Coordinate annotation entries:
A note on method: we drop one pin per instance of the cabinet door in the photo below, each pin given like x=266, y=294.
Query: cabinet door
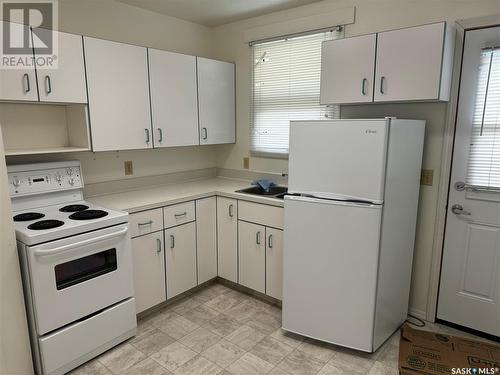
x=252, y=259
x=66, y=83
x=206, y=238
x=18, y=84
x=227, y=238
x=174, y=102
x=117, y=78
x=149, y=270
x=347, y=70
x=274, y=262
x=409, y=63
x=216, y=98
x=181, y=258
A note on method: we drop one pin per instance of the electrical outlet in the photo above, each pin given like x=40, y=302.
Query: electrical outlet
x=129, y=168
x=426, y=177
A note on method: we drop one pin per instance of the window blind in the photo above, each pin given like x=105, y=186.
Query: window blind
x=484, y=155
x=285, y=86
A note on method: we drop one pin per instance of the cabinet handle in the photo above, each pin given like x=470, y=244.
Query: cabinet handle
x=382, y=80
x=27, y=82
x=363, y=86
x=48, y=85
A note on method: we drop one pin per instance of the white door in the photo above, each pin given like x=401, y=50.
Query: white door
x=470, y=276
x=338, y=159
x=347, y=70
x=117, y=79
x=149, y=270
x=252, y=255
x=206, y=238
x=330, y=270
x=216, y=99
x=66, y=83
x=174, y=98
x=409, y=63
x=18, y=84
x=227, y=238
x=274, y=262
x=180, y=248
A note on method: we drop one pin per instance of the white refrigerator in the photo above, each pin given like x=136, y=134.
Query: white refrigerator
x=350, y=228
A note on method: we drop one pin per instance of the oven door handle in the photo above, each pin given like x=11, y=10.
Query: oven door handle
x=64, y=248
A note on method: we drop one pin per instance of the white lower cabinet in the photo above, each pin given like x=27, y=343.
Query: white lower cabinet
x=206, y=238
x=149, y=270
x=252, y=256
x=180, y=249
x=274, y=262
x=227, y=238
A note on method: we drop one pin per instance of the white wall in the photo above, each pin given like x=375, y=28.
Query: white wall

_Given problem_. Convert all lines of the entries above into a numbered list, skipping blank lines and omitting the pictures.

_The response_.
1. A note on method: we drop one pin per instance of the cabinet door in the photo below, each pin given like x=266, y=294.
2. Query: cabinet door
3. x=252, y=259
4. x=66, y=83
5. x=206, y=238
6. x=18, y=84
7. x=227, y=238
8. x=174, y=102
9. x=117, y=78
10. x=149, y=270
11. x=347, y=70
12. x=274, y=262
13. x=409, y=63
14. x=216, y=98
15. x=181, y=258
16. A note on method: we drop one pin per instance of the electrical outlet in the photo above, each pin given like x=40, y=302.
17. Query: electrical outlet
18. x=129, y=168
19. x=426, y=177
20. A note on method: we drop one pin per instance of the window blind in the photo above, each pin given like x=105, y=186.
21. Query: window blind
22. x=484, y=155
23. x=285, y=86
24. A note on method: we drop one pin per instance of the cabinet handle in the photo above, each pin given like x=470, y=244.
25. Query: cabinet handle
26. x=382, y=80
27. x=27, y=82
28. x=363, y=86
29. x=48, y=85
30. A note on method: we drop one pin per instance of the white door in the photo above, each pin given like x=401, y=50.
31. Query: white door
32. x=470, y=276
33. x=338, y=159
34. x=347, y=70
35. x=117, y=79
36. x=149, y=270
37. x=252, y=255
38. x=206, y=238
39. x=330, y=270
40. x=216, y=99
41. x=66, y=83
42. x=174, y=98
43. x=409, y=63
44. x=18, y=84
45. x=227, y=238
46. x=274, y=262
47. x=180, y=248
48. A note on method: we drop one pin per instance of the white refrigerator in the photo above, each pin given like x=136, y=134.
49. Query: white refrigerator
50. x=350, y=228
51. A note on method: we drop one pin per instance of the oven door handle in the photo above, each pin given like x=11, y=10.
52. Query: oven door handle
53. x=64, y=248
54. A note on method: we drop one pin per instance of the white lower cabinet in the photo above, each pin given like x=27, y=343.
55. Query: white lower cabinet
56. x=206, y=238
57. x=149, y=270
58. x=252, y=256
59. x=180, y=249
60. x=274, y=262
61. x=227, y=238
62. A note on method: we drop one pin per instance of the white wall in the photo above, each pin given like x=375, y=28.
63. Query: white wall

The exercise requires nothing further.